# [TEXT BLOCK]

__________________________________________________

My mentor worked at JPL - he was a BS, MS, PhD from MIT - he got out of there so quick (i believe less than 2 years). He said the pace of work was so slow, he didn't feel like anything got done in his entire time there.
Depends on what you're working on and on if you're defining "getting stuff done" on a macro or micro scale. For large flagship missions, 2 years is nothing. The scale of work and level of verification required by these projects is massive and takes time. You've only got one shot to get things right with billions of dollars on the line, don't rush it.
High-assurance isn't really the culprit. It's more of a funding issue. If long NASA programs could save part of the first year's budget to use the second year, things would go a lot faster.
You might get hired into an overstaffed team and not do that much for a year until it's crunch time and then you're underfunded so it takes an extra year. Arguably you spent three years to achieve one year's worth of accomplishments.
It's pretty inherent in those types of projects. How long do big aerospace projects take? (And then they may be canceled when some other bidder wins the deal.)

__________________________________________________

Copy the discussion above about the slow pace of work at JPL word for word, keeping every line.

# [SOURCE DATA]

__________________________________________________

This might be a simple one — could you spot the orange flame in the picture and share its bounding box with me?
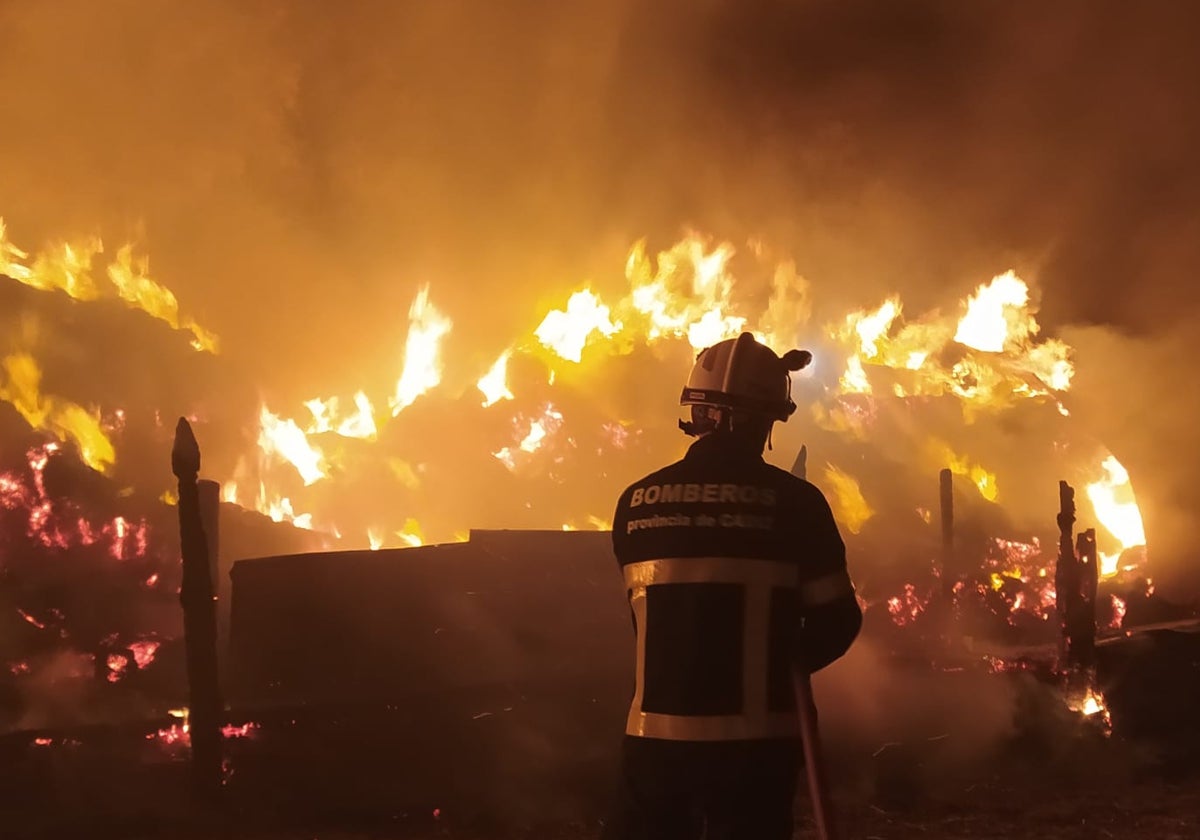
[390,286,454,416]
[0,353,116,473]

__________________________________________________

# [RESULT]
My mentor worked at JPL - he was a BS, MS, PhD from MIT - he got out of there so quick (i believe less than 2 years). He said the pace of work was so slow, he didn't feel like anything got done in his entire time there.
Depends on what you're working on and on if you're defining "getting stuff done" on a macro or micro scale. For large flagship missions, 2 years is nothing. The scale of work and level of verification required by these projects is massive and takes time. You've only got one shot to get things right with billions of dollars on the line, don't rush it.
High-assurance isn't really the culprit. It's more of a funding issue. If long NASA programs could save part of the first year's budget to use the second year, things would go a lot faster.
You might get hired into an overstaffed team and not do that much for a year until it's crunch time and then you're underfunded so it takes an extra year. Arguably you spent three years to achieve one year's worth of accomplishments.
It's pretty inherent in those types of projects. How long do big aerospace projects take? (And then they may be canceled when some other bidder wins the deal.)